— Start SELECTED EXTRACT —
They say you should remember that "data" is not the plural of "anecdotes"

You're right. "Anecdotes" is itself plural.

Hmm, maybe what we need is a bunch of lefties to infiltrate the ranks of cabdrivers in NYC & DC, do nothing but sit outside the buildings of our major media establishments, and casually mention how many passengers make comments about hating Bush & the Republicans, and our media's kid-gloves treatment of them.

Perhaps this, more than any number of Media Matters or Atrios posts cataloging the sins of the MSM, would effect change?

you shoud write a book about it, perhaps something about lexuses (lexusi?) and olive trees. in sand.

oh, and while I'm here- THIS IS EXCELLENT NEWS!! FOR HILLARY!!!

Reader wins. Unless the Friedmans of the world would then find the cabdrivers discourse as saying the wrong things, and then they'd have to casually encounter their cheap anecdotes elsewhere.

Anecdoteses?
— End SELECTED EXTRACT —
**EXERCISE TASK 1:** In the records, swap "Target" for "Object" wherever it appears and reproduce them with everything else unchanged. Leave the pictures out of your answer.
— Start PROVIDED DATA —
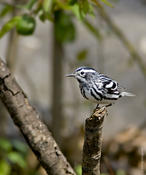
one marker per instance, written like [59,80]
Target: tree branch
[93,142]
[34,131]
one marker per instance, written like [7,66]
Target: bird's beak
[70,75]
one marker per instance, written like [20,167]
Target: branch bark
[34,131]
[93,143]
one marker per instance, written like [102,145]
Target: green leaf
[17,158]
[120,172]
[26,25]
[5,10]
[9,25]
[72,2]
[64,27]
[76,10]
[4,168]
[107,3]
[30,4]
[78,169]
[47,5]
[94,30]
[82,55]
[5,145]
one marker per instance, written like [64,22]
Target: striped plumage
[97,87]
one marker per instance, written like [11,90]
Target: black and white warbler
[98,87]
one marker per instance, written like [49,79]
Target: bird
[97,87]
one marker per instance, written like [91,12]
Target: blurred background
[43,45]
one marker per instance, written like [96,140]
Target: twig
[127,44]
[33,129]
[93,143]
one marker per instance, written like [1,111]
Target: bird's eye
[82,73]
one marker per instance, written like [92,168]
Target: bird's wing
— End PROVIDED DATA —
**EXERCISE TASK 2:**
Answer these from the comment thread:
(a) According to the reply to the opening line, what is "Anecdotes" itself?
(b) Cabdrivers in which two cities does the commenter suggest infiltrating?
(c) Whose posts are named as cataloging the sins of the MSM?

**FULL RESPONSE 1:**
one marker per instance, written like [59,80]
Object: tree branch
[93,142]
[34,131]
one marker per instance, written like [7,66]
Object: bird's beak
[70,75]
one marker per instance, written like [20,167]
Object: branch bark
[34,131]
[93,143]
one marker per instance, written like [102,145]
Object: green leaf
[17,158]
[120,172]
[26,25]
[5,10]
[9,25]
[72,2]
[64,27]
[76,10]
[4,168]
[107,3]
[30,4]
[78,169]
[47,5]
[94,30]
[82,55]
[5,145]
one marker per instance, written like [64,22]
Object: striped plumage
[97,87]
one marker per instance, written like [11,90]
Object: black and white warbler
[98,87]
one marker per instance, written like [49,79]
Object: bird
[97,87]
one marker per instance, written like [91,12]
Object: blurred background
[43,45]
one marker per instance, written like [96,140]
Object: twig
[127,44]
[33,129]
[93,143]
one marker per instance, written like [1,111]
Object: bird's eye
[82,73]
one marker per instance, written like [92,168]
Object: bird's wing

**FULL RESPONSE 2:**
(a) Plural.
(b) NYC and DC.
(c) Media Matters and Atrios.